YOUR ASSIGNMENT —
Determine how many lines of the listing below hold the string "target". Reply only with the number.

**** RECORD EXTRACTS

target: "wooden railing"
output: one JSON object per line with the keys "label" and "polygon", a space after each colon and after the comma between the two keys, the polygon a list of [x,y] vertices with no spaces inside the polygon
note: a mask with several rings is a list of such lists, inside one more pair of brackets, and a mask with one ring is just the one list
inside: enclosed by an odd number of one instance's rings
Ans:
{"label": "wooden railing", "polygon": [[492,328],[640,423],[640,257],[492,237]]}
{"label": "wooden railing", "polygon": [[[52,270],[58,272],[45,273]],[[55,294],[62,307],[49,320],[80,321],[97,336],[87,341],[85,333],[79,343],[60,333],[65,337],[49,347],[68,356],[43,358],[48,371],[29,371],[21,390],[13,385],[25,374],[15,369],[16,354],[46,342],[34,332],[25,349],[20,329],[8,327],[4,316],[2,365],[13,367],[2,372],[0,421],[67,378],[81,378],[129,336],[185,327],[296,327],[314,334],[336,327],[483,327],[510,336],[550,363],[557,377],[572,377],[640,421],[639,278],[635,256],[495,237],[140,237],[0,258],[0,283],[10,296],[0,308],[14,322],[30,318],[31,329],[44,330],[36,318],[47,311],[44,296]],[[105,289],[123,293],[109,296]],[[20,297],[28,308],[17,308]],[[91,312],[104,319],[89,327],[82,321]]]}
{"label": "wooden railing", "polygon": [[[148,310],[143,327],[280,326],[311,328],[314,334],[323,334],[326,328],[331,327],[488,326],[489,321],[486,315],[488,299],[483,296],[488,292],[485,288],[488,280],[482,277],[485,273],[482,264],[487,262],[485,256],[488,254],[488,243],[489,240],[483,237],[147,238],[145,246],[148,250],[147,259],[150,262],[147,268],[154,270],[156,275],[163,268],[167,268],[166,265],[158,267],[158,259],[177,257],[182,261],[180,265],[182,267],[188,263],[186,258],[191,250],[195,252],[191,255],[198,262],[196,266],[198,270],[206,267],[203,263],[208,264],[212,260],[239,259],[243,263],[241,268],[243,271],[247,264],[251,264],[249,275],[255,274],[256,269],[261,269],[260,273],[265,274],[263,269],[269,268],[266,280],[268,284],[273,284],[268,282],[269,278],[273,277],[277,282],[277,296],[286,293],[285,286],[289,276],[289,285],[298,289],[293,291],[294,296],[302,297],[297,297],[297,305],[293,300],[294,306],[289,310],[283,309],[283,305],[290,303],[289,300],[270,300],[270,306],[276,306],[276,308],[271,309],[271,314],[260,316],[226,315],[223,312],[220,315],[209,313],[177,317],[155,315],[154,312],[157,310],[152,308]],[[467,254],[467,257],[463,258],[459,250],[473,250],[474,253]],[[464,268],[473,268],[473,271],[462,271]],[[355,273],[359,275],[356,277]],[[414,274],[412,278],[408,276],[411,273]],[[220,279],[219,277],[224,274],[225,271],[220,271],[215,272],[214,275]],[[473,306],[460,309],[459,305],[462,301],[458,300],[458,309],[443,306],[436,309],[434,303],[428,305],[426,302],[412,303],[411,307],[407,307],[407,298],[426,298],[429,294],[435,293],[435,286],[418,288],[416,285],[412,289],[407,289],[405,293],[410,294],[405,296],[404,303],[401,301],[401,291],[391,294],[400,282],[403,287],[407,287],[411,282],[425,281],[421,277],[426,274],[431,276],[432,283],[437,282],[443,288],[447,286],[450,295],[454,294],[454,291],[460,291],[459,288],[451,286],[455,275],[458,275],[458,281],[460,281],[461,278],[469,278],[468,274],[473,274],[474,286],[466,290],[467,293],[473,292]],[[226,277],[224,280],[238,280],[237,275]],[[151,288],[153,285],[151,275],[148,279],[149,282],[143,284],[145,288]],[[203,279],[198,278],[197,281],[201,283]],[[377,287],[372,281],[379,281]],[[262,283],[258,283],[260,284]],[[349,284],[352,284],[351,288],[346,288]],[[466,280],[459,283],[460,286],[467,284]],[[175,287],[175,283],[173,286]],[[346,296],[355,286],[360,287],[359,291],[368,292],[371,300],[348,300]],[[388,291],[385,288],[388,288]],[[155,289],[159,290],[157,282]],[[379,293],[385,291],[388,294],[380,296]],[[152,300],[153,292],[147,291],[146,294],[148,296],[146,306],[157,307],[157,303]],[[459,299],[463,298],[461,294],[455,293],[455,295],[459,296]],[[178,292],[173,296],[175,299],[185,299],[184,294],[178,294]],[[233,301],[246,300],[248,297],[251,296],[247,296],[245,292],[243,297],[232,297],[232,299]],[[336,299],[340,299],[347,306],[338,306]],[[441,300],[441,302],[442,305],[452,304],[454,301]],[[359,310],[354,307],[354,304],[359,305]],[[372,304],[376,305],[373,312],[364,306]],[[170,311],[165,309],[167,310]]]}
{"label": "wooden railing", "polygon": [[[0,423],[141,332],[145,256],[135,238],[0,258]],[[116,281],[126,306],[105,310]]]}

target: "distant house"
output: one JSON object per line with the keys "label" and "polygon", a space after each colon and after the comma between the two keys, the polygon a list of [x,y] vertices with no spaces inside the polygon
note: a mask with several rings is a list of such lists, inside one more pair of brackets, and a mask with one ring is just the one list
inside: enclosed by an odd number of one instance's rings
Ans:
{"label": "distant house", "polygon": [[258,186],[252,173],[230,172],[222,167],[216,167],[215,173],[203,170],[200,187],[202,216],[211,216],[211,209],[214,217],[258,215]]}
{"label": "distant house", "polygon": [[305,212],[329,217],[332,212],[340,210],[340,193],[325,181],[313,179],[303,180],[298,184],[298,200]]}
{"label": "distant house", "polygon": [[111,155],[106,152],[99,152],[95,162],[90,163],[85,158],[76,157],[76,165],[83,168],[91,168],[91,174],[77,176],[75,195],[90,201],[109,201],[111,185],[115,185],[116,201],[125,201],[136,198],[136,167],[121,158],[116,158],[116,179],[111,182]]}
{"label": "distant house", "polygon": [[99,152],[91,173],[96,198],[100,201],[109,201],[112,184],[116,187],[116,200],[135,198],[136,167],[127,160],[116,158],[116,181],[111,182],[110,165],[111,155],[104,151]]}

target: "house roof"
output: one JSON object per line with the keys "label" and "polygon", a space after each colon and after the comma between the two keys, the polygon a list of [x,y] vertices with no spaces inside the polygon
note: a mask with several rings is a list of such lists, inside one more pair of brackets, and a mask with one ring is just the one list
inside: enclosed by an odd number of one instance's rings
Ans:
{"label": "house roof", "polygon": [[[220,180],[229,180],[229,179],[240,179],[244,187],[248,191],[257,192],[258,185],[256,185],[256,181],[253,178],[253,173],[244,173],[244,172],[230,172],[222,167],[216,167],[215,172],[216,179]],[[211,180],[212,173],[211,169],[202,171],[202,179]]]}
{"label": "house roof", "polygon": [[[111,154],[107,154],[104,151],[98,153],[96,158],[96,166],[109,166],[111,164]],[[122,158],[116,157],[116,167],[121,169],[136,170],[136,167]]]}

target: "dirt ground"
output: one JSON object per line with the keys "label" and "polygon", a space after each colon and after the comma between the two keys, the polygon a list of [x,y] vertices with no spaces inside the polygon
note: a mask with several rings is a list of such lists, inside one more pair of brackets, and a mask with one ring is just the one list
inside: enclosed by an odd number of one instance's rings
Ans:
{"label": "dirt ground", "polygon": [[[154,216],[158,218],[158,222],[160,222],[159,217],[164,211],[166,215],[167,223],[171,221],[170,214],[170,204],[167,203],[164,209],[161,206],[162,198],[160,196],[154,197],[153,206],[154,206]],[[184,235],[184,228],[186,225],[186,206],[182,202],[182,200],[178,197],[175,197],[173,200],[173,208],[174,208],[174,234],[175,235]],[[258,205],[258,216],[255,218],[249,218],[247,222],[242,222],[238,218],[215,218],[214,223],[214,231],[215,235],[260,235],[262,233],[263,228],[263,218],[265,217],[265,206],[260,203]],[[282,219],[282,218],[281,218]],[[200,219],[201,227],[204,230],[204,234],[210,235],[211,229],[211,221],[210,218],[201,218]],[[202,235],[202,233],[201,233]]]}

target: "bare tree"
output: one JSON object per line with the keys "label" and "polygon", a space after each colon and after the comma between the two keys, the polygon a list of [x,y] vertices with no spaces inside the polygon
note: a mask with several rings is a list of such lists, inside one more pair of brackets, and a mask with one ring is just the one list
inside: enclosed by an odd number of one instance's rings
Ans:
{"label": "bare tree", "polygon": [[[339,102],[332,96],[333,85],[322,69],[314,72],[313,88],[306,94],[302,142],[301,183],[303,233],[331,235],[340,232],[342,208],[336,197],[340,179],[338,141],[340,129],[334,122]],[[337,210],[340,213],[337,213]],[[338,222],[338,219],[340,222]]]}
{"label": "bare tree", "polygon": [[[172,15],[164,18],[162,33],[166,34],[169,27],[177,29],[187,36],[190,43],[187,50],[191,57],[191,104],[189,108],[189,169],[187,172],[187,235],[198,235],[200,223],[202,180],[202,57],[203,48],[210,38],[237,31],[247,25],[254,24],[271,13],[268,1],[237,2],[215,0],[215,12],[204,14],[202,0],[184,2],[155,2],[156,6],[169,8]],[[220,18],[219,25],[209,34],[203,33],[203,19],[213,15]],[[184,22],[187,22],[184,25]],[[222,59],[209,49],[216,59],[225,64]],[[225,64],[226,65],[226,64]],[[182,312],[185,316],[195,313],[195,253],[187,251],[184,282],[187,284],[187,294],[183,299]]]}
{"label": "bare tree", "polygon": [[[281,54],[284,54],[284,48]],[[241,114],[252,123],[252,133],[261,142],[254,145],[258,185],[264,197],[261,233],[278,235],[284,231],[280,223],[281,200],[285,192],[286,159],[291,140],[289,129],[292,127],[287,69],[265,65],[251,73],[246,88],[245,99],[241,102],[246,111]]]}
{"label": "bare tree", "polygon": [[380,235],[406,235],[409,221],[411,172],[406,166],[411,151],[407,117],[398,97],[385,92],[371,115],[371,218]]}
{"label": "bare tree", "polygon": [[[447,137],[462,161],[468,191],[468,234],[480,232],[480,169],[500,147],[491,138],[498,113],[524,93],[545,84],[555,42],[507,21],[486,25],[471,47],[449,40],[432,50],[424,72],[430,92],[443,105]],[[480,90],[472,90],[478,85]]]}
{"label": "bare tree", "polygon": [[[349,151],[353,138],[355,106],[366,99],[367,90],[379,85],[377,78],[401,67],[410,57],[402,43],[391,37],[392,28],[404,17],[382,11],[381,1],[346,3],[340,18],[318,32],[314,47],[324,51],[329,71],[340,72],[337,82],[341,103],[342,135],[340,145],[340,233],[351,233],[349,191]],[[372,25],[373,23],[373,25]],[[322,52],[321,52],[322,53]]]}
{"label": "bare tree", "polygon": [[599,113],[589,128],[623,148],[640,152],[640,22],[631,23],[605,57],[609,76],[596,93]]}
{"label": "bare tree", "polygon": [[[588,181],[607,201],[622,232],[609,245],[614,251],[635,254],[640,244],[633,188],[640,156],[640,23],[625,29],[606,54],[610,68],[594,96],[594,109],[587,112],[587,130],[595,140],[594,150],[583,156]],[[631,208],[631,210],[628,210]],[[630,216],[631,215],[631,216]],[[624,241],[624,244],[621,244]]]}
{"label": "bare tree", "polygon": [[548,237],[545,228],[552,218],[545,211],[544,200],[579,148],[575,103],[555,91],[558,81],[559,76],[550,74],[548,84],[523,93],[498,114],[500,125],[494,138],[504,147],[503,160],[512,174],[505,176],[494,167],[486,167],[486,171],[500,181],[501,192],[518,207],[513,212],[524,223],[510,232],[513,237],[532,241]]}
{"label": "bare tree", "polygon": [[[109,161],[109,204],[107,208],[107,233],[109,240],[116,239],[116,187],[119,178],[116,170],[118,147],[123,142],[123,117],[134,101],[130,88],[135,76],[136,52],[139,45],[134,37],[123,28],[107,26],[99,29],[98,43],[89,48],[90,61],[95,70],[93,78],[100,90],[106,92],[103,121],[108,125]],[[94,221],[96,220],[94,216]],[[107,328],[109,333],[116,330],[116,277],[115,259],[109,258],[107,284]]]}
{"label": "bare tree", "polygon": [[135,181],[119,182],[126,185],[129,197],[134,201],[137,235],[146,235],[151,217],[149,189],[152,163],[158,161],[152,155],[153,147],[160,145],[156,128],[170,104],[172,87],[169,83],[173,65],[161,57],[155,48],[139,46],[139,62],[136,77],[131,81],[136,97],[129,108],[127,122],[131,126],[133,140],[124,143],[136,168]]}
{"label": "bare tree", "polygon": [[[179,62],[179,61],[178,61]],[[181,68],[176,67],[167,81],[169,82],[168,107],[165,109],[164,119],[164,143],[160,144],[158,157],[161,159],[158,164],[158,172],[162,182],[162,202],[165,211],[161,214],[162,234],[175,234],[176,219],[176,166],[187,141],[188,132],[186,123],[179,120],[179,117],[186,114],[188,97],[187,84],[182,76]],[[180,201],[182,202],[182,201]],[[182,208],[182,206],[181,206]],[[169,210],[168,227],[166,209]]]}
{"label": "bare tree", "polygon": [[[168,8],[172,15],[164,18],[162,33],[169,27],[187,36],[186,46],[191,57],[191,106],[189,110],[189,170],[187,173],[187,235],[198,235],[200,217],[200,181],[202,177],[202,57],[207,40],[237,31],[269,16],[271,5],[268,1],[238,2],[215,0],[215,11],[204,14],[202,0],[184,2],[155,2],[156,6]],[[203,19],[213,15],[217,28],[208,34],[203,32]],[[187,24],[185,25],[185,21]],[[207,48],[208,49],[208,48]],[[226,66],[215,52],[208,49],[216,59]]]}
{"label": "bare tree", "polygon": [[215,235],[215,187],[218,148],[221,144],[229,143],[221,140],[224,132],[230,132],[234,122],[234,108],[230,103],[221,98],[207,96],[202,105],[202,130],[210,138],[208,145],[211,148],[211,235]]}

********

EXERCISE OUTPUT —
5